This is the central pathology of autoregressive decode, and it motivates every technique we will discuss in this part.
Batching as arithmetic intensity recovery
The solution that every inference practitioner reaches for first is batching: if you run decode for multiple requests simultaneously, the weight reads are shared across the batch, and the arithmetic intensity increases proportionally.
The arithmetic is clean. For a batch of B requests, the matrix multiply in decode is no longer a matrix-vector product but a matrix-matrix product: [B, d_model] × [d_model, d_model].
The flop count scales as B × 2 × d_model², while the bytes for the weight matrix remain 2 × d_model² (the weights are read once, regardless of batch size). Arithmetic intensity is now B FLOP/byte.
To reach the ridge point at 147 FLOP/byte, you need a batch of 147 requests running simultaneously on the same H100. At batch size 147, the tensor cores begin to saturate and further increasing the batch does not change the arithmetic intensity (you are now compute-bound, and more requests means more total compute, not more memory reads per unit time).
The batch size at which you saturate the machine is the target operating point for maximum throughput per GPU. Everything below this point is wasted hardware.

________________________________________

__Jobs__:
A) Repeat the batching passage word for word, from "The flop count" up to and including "per unit time).".
B) List every distinct expression in the batching passage that contains d_model, counting each bracketed shape on its own.
C) Using the batching passage, decide whether each statement agrees with it, answering yes or no and quoting the deciding words: (i) The weights are read only once no matter the batch size. (ii) Reaching the ridge point requires a batch of 128 requests. (iii) Raising the batch beyond 147 keeps increasing the arithmetic intensity.
The material that comes next has nothing to do with the batching passage.

________________________________________

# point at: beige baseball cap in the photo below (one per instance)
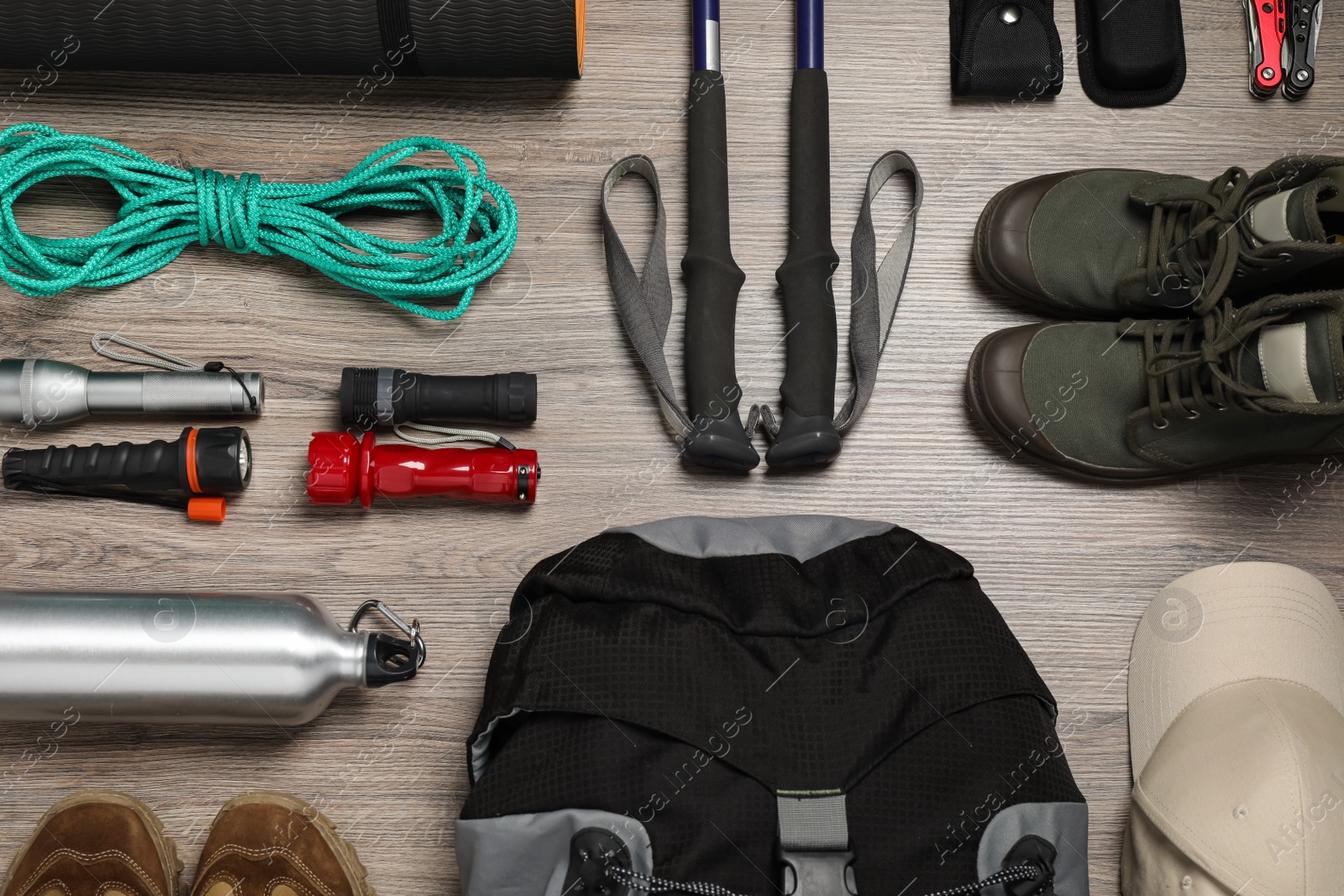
(1236, 738)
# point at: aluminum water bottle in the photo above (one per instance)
(205, 658)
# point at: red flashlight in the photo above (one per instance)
(343, 468)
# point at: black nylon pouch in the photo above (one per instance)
(1005, 49)
(1131, 53)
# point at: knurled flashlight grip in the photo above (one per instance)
(37, 391)
(385, 396)
(210, 461)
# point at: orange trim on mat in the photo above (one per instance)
(578, 29)
(192, 461)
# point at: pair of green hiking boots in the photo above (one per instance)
(1215, 332)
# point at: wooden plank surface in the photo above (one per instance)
(1070, 566)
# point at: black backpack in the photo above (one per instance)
(776, 705)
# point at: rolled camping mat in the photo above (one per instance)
(472, 38)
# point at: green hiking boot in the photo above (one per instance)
(1108, 244)
(1152, 401)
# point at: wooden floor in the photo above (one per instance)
(1070, 566)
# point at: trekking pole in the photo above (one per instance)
(806, 434)
(718, 438)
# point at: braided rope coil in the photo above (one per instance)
(167, 208)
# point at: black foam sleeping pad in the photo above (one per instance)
(1005, 49)
(1131, 53)
(374, 38)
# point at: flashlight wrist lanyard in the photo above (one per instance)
(154, 358)
(447, 436)
(644, 298)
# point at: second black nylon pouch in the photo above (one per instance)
(1131, 53)
(1005, 49)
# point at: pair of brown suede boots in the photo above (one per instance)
(100, 842)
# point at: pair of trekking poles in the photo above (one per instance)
(808, 429)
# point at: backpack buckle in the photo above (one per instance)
(819, 873)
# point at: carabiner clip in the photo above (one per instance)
(410, 631)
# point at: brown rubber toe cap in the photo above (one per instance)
(96, 842)
(264, 844)
(996, 396)
(1001, 250)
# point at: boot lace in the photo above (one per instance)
(1195, 365)
(1196, 241)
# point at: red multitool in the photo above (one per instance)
(1265, 29)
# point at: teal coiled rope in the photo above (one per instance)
(165, 208)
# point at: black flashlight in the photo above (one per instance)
(202, 463)
(386, 396)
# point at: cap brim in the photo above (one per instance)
(1229, 624)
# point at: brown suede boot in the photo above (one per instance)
(96, 842)
(266, 844)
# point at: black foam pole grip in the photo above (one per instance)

________________________________________

__Answers provided__:
A)
The flop count scales as B × 2 × d_model², while the bytes for the weight matrix remain 2 × d_model² (the weights are read once, regardless of batch size). Arithmetic intensity is now B FLOP/byte.
To reach the ridge point at 147 FLOP/byte, you need a batch of 147 requests running simultaneously on the same H100. At batch size 147, the tensor cores begin to saturate and further increasing the batch does not change the arithmetic intensity (you are now compute-bound, and more requests means more total compute, not more memory reads per unit time).

B)
[B, d_model]
[d_model, d_model]
B × 2 × d_model²
2 × d_model²

C)
(i) Yes: "the weights are read once, regardless of batch size"
(ii) No: "you need a batch of 147 requests running simultaneously on the same H100"
(iii) No: "further increasing the batch does not change the arithmetic intensity"